» Requirement:
In the listing below, locate the line containing "For the stone retaining"; reproduce that line and all lines that follow it, unchanged.

* BEGIN *

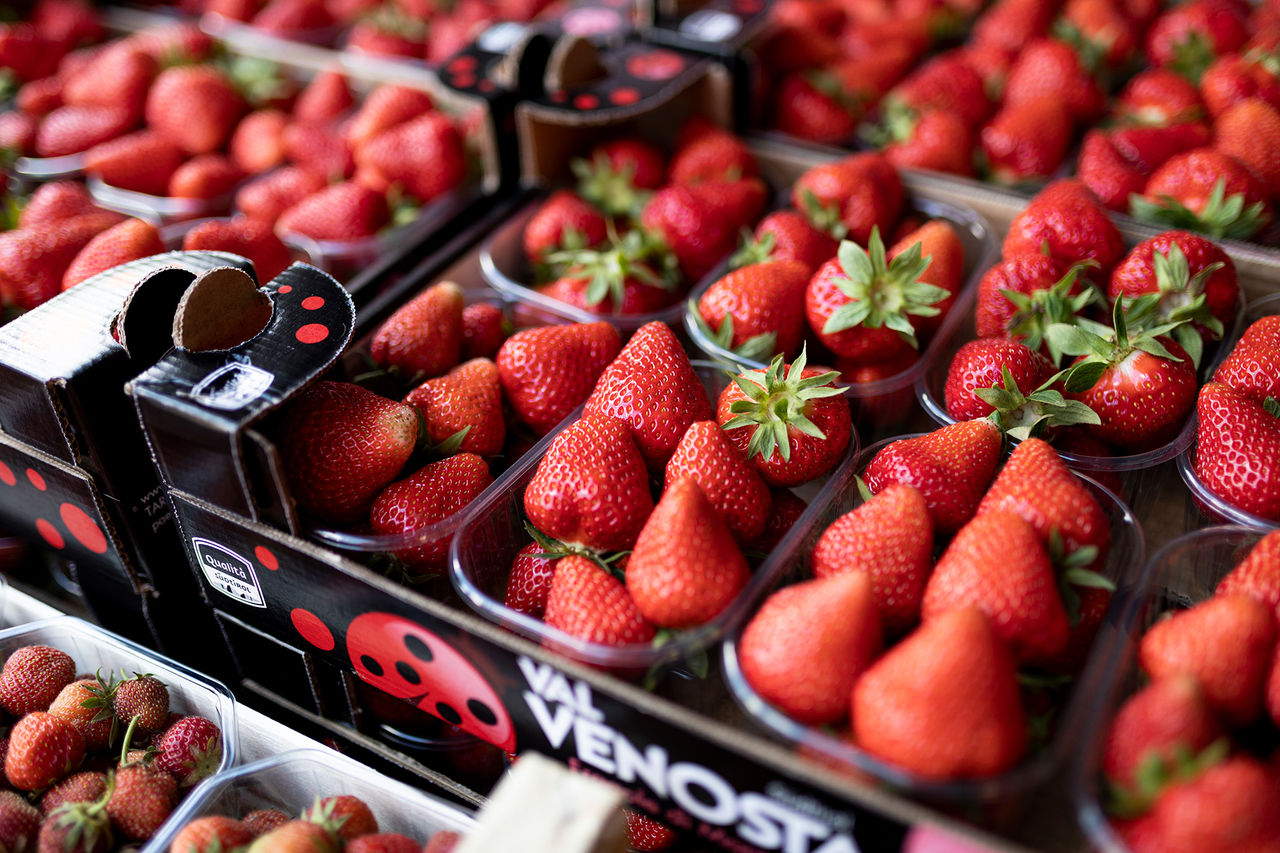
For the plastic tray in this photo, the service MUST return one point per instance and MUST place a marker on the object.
(981, 250)
(292, 780)
(997, 799)
(1183, 573)
(1203, 505)
(489, 538)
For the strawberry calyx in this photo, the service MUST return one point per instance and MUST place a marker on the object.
(758, 347)
(777, 398)
(883, 292)
(1224, 217)
(1022, 416)
(1155, 774)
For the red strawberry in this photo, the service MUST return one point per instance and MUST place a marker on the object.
(342, 211)
(685, 568)
(269, 196)
(32, 678)
(890, 539)
(469, 398)
(190, 749)
(592, 487)
(652, 387)
(1238, 450)
(141, 162)
(131, 240)
(1253, 366)
(341, 445)
(808, 644)
(791, 423)
(548, 372)
(42, 748)
(530, 580)
(250, 238)
(1191, 641)
(951, 466)
(193, 106)
(944, 702)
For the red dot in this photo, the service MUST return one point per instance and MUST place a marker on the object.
(312, 333)
(266, 559)
(625, 95)
(50, 534)
(311, 629)
(83, 528)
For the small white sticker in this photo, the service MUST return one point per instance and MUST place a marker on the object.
(228, 573)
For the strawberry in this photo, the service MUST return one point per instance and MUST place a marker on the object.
(808, 644)
(565, 220)
(647, 834)
(141, 162)
(269, 196)
(129, 240)
(1205, 190)
(996, 562)
(190, 749)
(652, 387)
(213, 834)
(592, 487)
(346, 815)
(42, 748)
(430, 495)
(732, 487)
(791, 423)
(548, 372)
(700, 222)
(341, 445)
(890, 539)
(72, 129)
(530, 580)
(588, 602)
(944, 702)
(1027, 140)
(1166, 717)
(1189, 642)
(193, 106)
(246, 237)
(951, 466)
(851, 196)
(469, 398)
(1238, 447)
(1253, 366)
(685, 568)
(755, 310)
(341, 211)
(424, 155)
(979, 365)
(32, 678)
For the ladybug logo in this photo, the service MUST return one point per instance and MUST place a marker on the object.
(406, 660)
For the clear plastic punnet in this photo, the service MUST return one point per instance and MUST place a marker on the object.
(997, 801)
(293, 780)
(494, 530)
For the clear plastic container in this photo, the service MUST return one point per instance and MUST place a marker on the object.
(997, 801)
(293, 780)
(1182, 574)
(94, 648)
(489, 538)
(1202, 505)
(981, 250)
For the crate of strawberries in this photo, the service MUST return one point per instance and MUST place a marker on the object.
(108, 738)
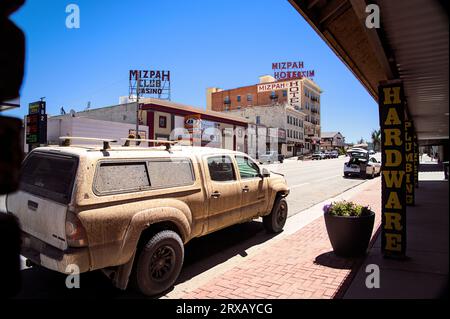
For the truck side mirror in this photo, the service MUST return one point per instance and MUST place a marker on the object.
(265, 173)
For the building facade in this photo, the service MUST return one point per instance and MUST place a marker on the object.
(332, 141)
(164, 120)
(300, 106)
(280, 123)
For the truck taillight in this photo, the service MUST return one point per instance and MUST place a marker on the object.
(75, 232)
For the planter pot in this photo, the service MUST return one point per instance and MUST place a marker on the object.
(349, 236)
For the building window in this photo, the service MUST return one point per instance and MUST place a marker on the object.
(163, 121)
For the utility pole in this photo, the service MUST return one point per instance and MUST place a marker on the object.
(138, 86)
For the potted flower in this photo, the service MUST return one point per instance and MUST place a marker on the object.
(349, 227)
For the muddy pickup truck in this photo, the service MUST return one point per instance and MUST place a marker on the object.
(129, 211)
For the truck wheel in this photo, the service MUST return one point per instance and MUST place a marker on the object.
(274, 222)
(159, 263)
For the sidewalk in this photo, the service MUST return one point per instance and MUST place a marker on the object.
(300, 265)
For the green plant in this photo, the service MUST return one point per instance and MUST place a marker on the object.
(344, 208)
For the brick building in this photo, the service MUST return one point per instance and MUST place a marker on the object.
(299, 97)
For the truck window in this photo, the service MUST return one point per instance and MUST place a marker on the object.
(221, 169)
(247, 168)
(121, 177)
(170, 172)
(50, 176)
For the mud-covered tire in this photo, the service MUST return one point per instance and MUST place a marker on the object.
(275, 221)
(159, 263)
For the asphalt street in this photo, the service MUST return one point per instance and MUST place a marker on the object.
(311, 182)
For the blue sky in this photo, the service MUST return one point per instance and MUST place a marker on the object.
(223, 43)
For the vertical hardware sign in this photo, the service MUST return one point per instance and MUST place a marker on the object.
(393, 199)
(36, 120)
(409, 154)
(416, 161)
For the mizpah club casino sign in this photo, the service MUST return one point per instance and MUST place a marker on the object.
(150, 82)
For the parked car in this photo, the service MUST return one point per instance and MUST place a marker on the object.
(363, 165)
(334, 154)
(271, 157)
(129, 211)
(318, 156)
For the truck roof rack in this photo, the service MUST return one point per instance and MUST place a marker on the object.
(67, 141)
(168, 144)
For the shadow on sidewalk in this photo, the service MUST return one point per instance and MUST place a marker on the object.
(330, 260)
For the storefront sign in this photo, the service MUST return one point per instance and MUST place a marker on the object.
(276, 86)
(36, 120)
(142, 134)
(409, 157)
(393, 199)
(150, 82)
(416, 161)
(291, 70)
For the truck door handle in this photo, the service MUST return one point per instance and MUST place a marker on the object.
(32, 205)
(216, 194)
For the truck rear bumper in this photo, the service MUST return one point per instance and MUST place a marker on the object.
(52, 258)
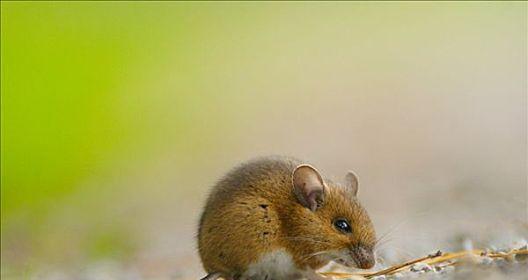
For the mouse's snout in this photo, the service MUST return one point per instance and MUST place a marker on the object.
(364, 257)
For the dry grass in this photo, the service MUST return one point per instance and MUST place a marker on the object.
(438, 259)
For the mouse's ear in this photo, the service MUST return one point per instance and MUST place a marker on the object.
(351, 183)
(308, 186)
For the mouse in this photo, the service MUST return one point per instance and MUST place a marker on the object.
(279, 218)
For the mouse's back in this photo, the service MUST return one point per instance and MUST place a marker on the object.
(242, 209)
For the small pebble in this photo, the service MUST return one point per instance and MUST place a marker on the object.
(521, 258)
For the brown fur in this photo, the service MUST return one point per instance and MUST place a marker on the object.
(253, 210)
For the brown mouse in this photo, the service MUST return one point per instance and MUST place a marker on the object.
(278, 218)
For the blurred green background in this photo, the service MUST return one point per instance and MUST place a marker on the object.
(116, 117)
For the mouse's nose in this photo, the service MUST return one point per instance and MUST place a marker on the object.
(363, 257)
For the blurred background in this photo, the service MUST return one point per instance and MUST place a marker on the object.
(118, 117)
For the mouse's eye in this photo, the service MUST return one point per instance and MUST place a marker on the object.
(342, 225)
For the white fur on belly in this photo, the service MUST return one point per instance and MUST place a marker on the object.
(275, 265)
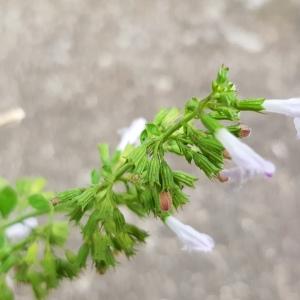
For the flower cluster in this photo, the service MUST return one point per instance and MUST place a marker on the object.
(136, 176)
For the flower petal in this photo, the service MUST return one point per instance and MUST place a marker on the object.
(131, 134)
(244, 156)
(297, 126)
(289, 107)
(191, 239)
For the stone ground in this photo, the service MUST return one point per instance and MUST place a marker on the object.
(82, 69)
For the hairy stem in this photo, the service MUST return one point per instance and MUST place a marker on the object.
(186, 119)
(22, 218)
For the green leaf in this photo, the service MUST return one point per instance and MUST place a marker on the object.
(184, 178)
(5, 292)
(152, 129)
(3, 182)
(49, 268)
(39, 202)
(104, 154)
(205, 165)
(95, 176)
(83, 254)
(32, 253)
(29, 186)
(166, 175)
(153, 171)
(8, 200)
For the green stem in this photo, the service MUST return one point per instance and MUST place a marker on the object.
(123, 169)
(186, 119)
(22, 218)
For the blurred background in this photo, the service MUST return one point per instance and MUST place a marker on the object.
(82, 69)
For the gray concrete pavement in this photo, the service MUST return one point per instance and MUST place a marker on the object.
(84, 69)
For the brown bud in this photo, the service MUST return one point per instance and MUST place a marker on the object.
(226, 154)
(165, 200)
(245, 131)
(222, 178)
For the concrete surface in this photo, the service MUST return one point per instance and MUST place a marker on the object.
(82, 69)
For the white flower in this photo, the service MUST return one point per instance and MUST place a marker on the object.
(237, 174)
(297, 126)
(11, 116)
(246, 159)
(131, 134)
(288, 107)
(192, 239)
(21, 230)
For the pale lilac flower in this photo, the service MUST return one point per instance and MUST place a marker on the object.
(11, 116)
(297, 126)
(191, 239)
(131, 134)
(237, 174)
(246, 159)
(289, 107)
(21, 230)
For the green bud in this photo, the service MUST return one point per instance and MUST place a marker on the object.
(211, 124)
(250, 104)
(183, 178)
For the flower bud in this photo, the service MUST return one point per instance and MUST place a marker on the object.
(226, 154)
(222, 178)
(245, 131)
(165, 200)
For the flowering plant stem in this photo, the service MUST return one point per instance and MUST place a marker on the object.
(151, 187)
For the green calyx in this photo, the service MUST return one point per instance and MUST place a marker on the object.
(134, 179)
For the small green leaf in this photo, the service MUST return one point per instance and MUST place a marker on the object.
(8, 200)
(32, 253)
(59, 233)
(82, 255)
(95, 176)
(39, 202)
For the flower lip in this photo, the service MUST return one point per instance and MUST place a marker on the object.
(131, 134)
(244, 156)
(289, 107)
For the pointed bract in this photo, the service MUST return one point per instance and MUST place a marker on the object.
(191, 239)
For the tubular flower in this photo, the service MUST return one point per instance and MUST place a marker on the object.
(21, 230)
(289, 107)
(131, 134)
(191, 239)
(246, 159)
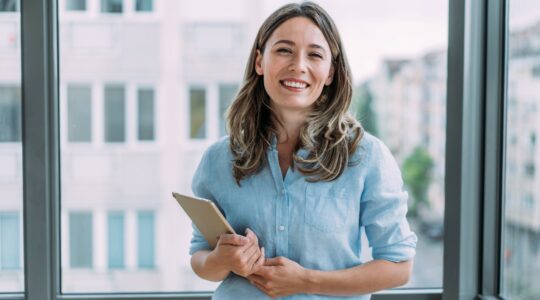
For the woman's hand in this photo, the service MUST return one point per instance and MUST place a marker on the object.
(280, 277)
(239, 254)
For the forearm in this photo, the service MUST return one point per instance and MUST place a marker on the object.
(206, 267)
(373, 276)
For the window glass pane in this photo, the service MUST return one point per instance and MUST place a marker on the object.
(521, 223)
(76, 5)
(396, 51)
(197, 105)
(145, 240)
(11, 168)
(9, 241)
(115, 114)
(145, 114)
(227, 92)
(80, 240)
(111, 6)
(10, 113)
(144, 5)
(79, 113)
(116, 240)
(8, 5)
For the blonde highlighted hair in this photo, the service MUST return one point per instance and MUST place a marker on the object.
(330, 134)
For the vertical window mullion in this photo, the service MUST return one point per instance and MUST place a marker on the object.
(40, 137)
(464, 146)
(494, 146)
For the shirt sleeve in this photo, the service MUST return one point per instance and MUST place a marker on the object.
(383, 208)
(200, 189)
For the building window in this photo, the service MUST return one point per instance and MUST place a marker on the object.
(227, 92)
(111, 6)
(115, 240)
(197, 109)
(75, 5)
(10, 114)
(145, 114)
(80, 240)
(9, 5)
(79, 108)
(144, 5)
(529, 169)
(9, 241)
(115, 114)
(145, 240)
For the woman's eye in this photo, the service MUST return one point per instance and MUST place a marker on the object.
(284, 50)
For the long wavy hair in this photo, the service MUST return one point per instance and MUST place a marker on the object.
(330, 134)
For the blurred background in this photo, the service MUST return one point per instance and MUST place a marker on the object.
(143, 88)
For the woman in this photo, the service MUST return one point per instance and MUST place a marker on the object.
(300, 176)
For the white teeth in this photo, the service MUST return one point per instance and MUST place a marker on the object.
(295, 84)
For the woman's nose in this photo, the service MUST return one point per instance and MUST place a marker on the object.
(298, 64)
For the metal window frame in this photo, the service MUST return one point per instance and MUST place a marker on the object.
(473, 170)
(494, 153)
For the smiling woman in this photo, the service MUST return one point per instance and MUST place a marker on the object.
(319, 178)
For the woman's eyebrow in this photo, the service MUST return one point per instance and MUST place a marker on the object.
(291, 43)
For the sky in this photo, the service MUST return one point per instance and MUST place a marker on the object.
(375, 30)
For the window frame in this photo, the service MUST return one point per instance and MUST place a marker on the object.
(476, 47)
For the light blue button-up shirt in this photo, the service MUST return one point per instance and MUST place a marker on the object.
(314, 224)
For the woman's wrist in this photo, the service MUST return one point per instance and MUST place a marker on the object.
(212, 262)
(311, 281)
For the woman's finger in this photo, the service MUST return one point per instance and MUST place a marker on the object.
(253, 259)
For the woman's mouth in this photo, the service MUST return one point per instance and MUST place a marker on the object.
(294, 85)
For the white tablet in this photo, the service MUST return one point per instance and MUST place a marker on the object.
(206, 216)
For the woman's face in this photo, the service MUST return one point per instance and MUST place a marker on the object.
(296, 65)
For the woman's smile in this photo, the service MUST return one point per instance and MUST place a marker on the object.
(294, 85)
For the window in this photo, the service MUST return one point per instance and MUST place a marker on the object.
(115, 240)
(76, 5)
(111, 6)
(227, 92)
(115, 113)
(79, 113)
(144, 5)
(197, 108)
(146, 81)
(145, 114)
(145, 240)
(9, 241)
(10, 114)
(12, 275)
(521, 229)
(9, 5)
(80, 240)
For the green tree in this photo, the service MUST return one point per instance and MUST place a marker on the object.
(362, 108)
(417, 174)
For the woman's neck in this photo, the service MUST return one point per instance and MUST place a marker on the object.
(289, 129)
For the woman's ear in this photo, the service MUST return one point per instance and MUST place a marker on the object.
(330, 76)
(258, 63)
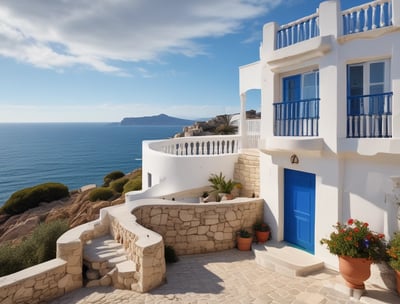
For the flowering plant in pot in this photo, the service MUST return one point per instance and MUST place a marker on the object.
(393, 251)
(262, 231)
(357, 247)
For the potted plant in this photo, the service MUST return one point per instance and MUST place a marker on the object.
(262, 231)
(357, 248)
(204, 197)
(393, 251)
(244, 240)
(221, 186)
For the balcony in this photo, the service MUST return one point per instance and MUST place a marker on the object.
(369, 116)
(367, 17)
(296, 118)
(198, 145)
(363, 18)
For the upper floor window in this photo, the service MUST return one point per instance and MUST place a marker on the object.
(368, 78)
(301, 86)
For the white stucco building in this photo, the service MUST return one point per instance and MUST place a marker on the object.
(329, 140)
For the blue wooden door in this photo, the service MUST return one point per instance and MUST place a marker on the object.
(299, 209)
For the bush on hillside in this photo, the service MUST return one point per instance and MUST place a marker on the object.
(118, 184)
(37, 248)
(111, 177)
(100, 194)
(133, 185)
(31, 197)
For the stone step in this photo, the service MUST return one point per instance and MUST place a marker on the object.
(283, 258)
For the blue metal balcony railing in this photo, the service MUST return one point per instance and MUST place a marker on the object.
(369, 115)
(300, 30)
(367, 17)
(296, 118)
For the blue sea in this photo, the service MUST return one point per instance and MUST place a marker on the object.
(75, 154)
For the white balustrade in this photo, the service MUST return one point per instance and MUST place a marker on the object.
(198, 145)
(366, 17)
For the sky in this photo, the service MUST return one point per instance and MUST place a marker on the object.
(103, 60)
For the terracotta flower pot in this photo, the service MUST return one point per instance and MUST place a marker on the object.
(262, 236)
(244, 244)
(355, 271)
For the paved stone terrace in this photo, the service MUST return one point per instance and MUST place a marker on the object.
(232, 277)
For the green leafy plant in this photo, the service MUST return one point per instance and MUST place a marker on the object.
(37, 248)
(220, 185)
(31, 197)
(393, 251)
(111, 177)
(101, 194)
(261, 226)
(356, 240)
(133, 185)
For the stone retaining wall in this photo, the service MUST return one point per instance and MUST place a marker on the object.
(35, 284)
(200, 228)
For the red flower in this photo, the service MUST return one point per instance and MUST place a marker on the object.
(350, 221)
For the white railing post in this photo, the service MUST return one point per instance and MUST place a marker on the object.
(243, 125)
(395, 12)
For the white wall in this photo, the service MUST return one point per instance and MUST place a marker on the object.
(178, 173)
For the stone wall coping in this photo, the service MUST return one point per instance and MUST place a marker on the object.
(73, 235)
(31, 272)
(165, 202)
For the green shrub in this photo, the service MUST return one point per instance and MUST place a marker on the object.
(133, 185)
(37, 248)
(31, 197)
(111, 177)
(45, 237)
(170, 255)
(100, 194)
(118, 184)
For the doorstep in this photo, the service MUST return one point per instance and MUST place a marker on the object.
(283, 258)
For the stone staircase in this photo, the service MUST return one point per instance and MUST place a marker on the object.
(283, 258)
(247, 172)
(106, 263)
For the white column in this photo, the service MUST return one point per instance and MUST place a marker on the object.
(392, 215)
(243, 123)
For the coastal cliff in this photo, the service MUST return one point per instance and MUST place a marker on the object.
(77, 209)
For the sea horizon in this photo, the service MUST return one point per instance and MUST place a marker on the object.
(72, 153)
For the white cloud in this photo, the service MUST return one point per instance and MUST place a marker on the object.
(62, 33)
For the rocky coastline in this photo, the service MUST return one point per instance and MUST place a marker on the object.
(77, 209)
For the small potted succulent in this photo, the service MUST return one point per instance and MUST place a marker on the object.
(393, 251)
(262, 231)
(244, 240)
(221, 186)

* END *

» Solution to this exercise:
For the stone retaining wall in this photo, the service MUST return one point per instance and MUST place a marker on the object.
(35, 284)
(200, 228)
For the red flower in this photo, the service MUST return one point per instance and MUST place a marker on the object.
(350, 221)
For the white railing post in this photo, the service MUST return one point per instance and MUST place a marker on the object.
(243, 125)
(395, 12)
For the white wall in this photo, the service MUST return one point per instance and MUST place a marker on the object.
(178, 173)
For the stone wall coping in this photo, the service MUST return one point per instance and MUST place a marker on the object.
(73, 235)
(31, 272)
(165, 202)
For the green shrub in this photo, the service MUST return one point per instance and MUST place a marker on the object.
(133, 185)
(37, 248)
(31, 197)
(111, 177)
(45, 237)
(170, 255)
(100, 194)
(118, 184)
For the doorstep in this photo, the service MUST return one point per instance and MUST place a marker on the object.
(283, 258)
For the stone staircase in this photo, the service MUST return one point per instance and MUST place a marker on the object.
(283, 258)
(247, 172)
(106, 263)
For the white column in this photo, the service MUST return one point per instance and MUST place a marker on the object.
(392, 215)
(243, 123)
For the coastal cliff in this photo, the service MUST return one point per instance and MUST place a marker on the object.
(77, 209)
For the sea horizon in this photo, the service MUST return one point per instance and MUST place a marker on the object.
(72, 153)
For the white cloud in this photo, the service MUST return one point per instance and MUST place a marker on the object.
(62, 33)
For the rocky coastline in this photo, the service MUST return one point per instance and MUST place a marker on the object.
(77, 209)
For the small potted succulent in this photo, the service MUST return one point per instance and MUST place a marker on the object.
(393, 251)
(262, 231)
(244, 240)
(221, 186)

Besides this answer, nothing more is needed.